→ QUOTED PASSAGE
- - - -

While Anthropic was publishing this week's pause-the-industry essay, an essay of a very different sort appeared on The Conversation. Written by an academic philosopher of law and democracy, it traces how the meaning of "AI safety" has shifted inside the United States from a label for things that protect users to a label for things that make systems controllable by the state. The piece does not deal in hypotheticals. It walks through how the redefinition happened, and what it has cost the companies that resisted.
The pivot point the essay identifies is March 2026, when the Trump administration declared Anthropic a national security risk and ordered the federal government to stop using Claude. The trigger was Anthropic's refusal to remove safeguards that prohibited domestic surveillance and autonomous weapons in products supplied to the Pentagon. Within hours, OpenAI took the contract. CEO Sam Altman told his board the move looked "opportunistic and sloppy" but said the company took it anyway, because being seen as opportunistic and being left behind are not the same thing.

- - - -

→ WHAT YOU WILL DO
#1 In the passage on the shifting meaning of "AI safety," which safeguards did Anthropic refuse to remove from products supplied to the Pentagon?
#2 Extend the passage on the shifting meaning of "AI safety," picking up after its final sentence.

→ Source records
- - - -

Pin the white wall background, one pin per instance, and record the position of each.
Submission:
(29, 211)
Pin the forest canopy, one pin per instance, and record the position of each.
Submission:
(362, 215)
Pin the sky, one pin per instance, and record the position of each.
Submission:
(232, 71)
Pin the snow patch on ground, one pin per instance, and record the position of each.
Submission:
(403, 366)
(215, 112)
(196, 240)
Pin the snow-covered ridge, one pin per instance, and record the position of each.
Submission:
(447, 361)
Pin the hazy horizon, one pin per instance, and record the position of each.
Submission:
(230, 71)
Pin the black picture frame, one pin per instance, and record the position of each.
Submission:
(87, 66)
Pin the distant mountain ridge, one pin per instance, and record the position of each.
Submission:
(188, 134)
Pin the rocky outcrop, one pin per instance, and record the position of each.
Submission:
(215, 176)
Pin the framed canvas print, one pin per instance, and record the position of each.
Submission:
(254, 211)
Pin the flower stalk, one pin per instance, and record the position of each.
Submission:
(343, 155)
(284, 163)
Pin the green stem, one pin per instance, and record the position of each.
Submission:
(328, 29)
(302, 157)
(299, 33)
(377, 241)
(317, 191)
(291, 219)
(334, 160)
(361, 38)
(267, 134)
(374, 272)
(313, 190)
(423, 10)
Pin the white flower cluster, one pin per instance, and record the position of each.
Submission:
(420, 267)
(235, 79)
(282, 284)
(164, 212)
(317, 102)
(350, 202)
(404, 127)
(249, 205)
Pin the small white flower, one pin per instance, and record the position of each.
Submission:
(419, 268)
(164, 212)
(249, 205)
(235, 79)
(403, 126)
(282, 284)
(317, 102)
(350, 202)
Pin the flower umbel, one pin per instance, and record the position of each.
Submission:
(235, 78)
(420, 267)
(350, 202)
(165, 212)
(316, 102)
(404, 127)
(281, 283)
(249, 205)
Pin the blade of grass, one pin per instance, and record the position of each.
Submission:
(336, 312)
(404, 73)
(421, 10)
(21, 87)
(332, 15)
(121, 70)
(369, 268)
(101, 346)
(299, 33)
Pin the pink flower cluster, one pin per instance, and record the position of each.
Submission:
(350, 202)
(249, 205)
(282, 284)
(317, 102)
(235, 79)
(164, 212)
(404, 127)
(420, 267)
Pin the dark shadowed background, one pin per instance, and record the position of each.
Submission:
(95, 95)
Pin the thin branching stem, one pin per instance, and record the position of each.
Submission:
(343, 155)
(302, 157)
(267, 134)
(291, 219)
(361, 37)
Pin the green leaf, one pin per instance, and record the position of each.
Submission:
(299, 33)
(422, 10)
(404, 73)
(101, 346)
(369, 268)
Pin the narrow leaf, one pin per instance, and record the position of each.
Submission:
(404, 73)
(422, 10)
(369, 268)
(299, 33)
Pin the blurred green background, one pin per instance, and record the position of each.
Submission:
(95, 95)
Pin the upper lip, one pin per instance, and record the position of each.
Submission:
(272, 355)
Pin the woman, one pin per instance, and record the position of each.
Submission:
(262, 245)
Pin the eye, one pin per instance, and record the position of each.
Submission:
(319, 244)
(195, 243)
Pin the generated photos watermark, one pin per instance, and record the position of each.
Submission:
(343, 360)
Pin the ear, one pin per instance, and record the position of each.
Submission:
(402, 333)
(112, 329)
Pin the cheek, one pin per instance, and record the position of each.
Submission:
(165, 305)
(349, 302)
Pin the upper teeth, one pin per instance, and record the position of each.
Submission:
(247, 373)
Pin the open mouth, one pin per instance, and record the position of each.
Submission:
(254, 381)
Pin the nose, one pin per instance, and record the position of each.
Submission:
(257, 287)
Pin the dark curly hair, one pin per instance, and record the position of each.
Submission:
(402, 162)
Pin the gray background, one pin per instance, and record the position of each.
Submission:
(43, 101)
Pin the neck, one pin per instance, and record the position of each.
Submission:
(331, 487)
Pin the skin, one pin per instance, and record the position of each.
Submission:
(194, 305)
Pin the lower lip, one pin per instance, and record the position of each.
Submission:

- - - -

→ ANSWERS GIVEN
#1 Safeguards prohibiting domestic surveillance and autonomous weapons.

#2
That is the prisoner's dilemma the article is built around. If one lab maintains its guardrails and another strips them, the stripped lab gets the federal contracts, the data, and the future work. If both labs hold the line, the protections might survive. Since neither can verify what the other will do, and falling behind is unacceptable, the rational move is to defect. What is different in this case, the author argues, is that the trap is not just the natural pull of competition. It is actively maintained by the government through the structure of the incentives.
The administration's "Preventing Woke AI" executive order of July 2025 did not change what companies were allowed to do. It changed what their decisions would be called. By attaching the "woke" label to baseline ethics protections, the order made keeping those protections politically expensive. The Brennan Center, the essay notes, has been documenting cases where federal procurement uses terms like "biased" to disqualify vendors that maintain civil-rights protections. Palantir solved the dilemma by defecting first, and watched its stock and its contract book grow accordingly.
The interesting twist in the piece is what it argues happened next, inside Anthropic itself. During its clash with the White House, the company quietly scrapped the binding principles in its main safety policy. Its head of safeguards research had resigned weeks earlier, warning the world was "in peril." A week after Claude was formally banned at the Pentagon, the military was still using it to help select bombing targets in Iran. The companies, the author writes, are not lying about their safety commitments. Those commitments have simply been reoriented from the public toward the state.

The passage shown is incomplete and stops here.